▸ What is asked
Show each line below that contains the string "frog", copying every such line in full. Case counts when matching.

▸ Position identification records

--- --- ---

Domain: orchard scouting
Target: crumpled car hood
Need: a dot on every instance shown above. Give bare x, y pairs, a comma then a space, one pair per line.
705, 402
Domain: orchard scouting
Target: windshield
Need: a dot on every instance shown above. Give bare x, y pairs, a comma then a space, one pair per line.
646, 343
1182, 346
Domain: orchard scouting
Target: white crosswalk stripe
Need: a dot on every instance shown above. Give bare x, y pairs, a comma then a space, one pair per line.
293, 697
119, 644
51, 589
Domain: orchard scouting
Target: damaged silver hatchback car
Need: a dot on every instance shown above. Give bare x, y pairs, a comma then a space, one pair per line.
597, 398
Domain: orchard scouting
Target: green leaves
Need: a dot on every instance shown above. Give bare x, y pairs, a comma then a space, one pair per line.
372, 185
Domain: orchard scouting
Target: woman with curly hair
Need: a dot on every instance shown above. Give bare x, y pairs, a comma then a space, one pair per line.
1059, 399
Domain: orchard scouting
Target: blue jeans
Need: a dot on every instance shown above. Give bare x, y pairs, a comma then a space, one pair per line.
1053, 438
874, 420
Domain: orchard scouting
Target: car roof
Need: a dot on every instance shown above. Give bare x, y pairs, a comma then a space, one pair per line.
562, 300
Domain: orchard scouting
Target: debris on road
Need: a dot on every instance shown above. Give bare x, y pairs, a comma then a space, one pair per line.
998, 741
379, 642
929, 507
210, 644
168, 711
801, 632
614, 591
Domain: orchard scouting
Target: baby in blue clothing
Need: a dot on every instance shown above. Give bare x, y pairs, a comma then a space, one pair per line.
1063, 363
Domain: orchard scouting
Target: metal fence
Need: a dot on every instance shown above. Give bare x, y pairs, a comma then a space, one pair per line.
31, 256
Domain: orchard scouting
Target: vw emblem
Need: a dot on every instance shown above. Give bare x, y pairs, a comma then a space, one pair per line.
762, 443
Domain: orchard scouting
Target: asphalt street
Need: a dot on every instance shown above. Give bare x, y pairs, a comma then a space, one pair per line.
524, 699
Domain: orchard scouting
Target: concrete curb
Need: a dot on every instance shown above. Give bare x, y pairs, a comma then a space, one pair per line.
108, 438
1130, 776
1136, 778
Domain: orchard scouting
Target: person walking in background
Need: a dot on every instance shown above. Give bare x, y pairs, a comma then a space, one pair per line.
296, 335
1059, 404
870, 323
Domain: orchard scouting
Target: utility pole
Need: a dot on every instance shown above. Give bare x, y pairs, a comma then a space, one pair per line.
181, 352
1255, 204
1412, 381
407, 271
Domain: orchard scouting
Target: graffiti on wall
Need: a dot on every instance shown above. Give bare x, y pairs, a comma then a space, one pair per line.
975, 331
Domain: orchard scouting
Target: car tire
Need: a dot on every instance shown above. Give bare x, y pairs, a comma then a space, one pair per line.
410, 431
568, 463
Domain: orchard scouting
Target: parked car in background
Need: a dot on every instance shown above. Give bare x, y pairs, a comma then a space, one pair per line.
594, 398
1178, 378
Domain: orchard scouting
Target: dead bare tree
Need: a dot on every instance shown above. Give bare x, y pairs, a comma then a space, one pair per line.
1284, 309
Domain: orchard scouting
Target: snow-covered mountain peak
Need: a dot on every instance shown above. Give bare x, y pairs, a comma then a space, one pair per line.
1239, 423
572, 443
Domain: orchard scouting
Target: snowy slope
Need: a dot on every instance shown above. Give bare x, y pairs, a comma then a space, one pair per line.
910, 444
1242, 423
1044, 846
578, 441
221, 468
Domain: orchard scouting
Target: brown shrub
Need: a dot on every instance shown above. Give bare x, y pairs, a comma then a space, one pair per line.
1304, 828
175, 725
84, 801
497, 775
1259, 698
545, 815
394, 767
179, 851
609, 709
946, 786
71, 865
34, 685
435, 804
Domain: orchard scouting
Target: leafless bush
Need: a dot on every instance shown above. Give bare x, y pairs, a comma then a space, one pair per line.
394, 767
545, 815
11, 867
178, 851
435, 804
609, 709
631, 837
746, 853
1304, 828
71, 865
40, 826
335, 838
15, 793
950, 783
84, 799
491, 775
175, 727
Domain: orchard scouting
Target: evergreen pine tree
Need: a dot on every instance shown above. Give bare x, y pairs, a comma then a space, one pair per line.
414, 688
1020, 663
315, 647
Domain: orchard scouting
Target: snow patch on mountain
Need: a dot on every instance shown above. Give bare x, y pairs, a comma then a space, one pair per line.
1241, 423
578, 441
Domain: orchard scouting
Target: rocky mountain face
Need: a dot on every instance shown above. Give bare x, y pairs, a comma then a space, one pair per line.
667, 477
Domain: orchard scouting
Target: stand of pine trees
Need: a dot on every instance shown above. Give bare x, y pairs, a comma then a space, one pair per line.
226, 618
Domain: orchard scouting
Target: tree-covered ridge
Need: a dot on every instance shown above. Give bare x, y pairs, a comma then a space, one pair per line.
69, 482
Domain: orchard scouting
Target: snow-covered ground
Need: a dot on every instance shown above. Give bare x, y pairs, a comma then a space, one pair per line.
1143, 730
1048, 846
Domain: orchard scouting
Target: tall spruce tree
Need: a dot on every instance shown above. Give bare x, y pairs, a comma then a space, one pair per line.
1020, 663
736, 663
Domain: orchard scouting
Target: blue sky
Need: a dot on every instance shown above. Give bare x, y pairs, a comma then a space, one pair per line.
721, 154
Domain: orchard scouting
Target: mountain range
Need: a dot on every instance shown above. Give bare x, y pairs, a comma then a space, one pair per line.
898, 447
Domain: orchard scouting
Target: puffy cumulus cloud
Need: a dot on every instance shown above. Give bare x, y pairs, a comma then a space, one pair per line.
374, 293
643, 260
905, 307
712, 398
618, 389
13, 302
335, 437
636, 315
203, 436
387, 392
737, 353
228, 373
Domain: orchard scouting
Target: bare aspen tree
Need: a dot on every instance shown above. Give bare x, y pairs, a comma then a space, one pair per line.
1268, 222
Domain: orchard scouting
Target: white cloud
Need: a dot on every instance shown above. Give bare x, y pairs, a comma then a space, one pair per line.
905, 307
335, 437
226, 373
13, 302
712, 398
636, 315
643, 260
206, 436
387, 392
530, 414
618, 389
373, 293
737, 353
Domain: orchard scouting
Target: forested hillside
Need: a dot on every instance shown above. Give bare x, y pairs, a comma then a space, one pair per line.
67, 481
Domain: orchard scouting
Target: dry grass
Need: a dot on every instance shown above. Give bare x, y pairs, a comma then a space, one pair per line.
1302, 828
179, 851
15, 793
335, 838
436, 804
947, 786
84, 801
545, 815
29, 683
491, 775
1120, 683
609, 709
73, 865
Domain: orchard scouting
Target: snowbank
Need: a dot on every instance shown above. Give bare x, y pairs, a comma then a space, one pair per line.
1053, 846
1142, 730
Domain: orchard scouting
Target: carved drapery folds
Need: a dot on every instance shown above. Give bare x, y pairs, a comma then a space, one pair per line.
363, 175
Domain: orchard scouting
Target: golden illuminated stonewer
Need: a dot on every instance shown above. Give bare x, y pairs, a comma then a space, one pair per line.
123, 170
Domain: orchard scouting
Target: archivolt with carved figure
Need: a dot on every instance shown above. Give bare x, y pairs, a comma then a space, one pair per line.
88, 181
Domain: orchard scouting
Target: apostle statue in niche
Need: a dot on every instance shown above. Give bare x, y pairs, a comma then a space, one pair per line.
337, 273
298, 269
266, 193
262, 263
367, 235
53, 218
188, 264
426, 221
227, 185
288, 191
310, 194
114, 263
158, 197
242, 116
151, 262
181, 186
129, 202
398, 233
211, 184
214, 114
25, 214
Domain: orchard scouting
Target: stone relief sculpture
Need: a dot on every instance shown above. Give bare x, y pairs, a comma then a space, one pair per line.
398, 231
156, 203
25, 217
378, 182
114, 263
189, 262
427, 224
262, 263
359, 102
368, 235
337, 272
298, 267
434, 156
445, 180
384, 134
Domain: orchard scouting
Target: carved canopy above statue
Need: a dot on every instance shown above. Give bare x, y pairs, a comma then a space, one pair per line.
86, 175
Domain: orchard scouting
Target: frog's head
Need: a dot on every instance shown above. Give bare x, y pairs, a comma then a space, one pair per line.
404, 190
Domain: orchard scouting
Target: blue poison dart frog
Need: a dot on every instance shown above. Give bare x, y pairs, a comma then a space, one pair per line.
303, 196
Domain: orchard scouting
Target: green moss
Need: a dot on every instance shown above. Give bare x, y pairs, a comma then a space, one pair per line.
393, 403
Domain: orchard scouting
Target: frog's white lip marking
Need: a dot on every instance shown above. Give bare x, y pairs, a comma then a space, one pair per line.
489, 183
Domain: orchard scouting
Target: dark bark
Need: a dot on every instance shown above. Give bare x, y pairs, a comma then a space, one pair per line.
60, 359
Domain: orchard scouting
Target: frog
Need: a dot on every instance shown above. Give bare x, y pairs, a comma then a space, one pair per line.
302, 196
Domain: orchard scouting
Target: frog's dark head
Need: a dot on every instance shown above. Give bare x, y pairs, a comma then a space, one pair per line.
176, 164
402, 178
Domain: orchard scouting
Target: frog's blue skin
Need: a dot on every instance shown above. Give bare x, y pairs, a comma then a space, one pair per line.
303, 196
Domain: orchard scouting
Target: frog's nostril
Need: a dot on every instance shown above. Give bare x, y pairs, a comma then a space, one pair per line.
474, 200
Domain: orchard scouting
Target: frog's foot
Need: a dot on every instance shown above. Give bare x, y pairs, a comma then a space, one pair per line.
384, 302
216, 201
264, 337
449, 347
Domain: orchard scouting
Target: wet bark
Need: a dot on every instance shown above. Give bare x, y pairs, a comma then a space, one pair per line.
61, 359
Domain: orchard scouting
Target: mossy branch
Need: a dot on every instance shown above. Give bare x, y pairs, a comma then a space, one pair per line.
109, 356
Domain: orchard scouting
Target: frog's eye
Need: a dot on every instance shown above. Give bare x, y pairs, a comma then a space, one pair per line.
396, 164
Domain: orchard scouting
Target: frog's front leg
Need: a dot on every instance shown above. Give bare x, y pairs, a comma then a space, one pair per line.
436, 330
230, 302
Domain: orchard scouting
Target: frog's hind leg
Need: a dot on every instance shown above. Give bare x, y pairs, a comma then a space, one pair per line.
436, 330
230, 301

--- --- ---

▸ Worked solution
Target: frog's head
Target: blue poison dart frog
Target: frog's white lip marking
Target: frog
Target: frog's dark head
Target: frog's blue skin
Target: frog's nostril
Target: frog's foot
Target: frog's eye
Target: frog's front leg
Target: frog's hind leg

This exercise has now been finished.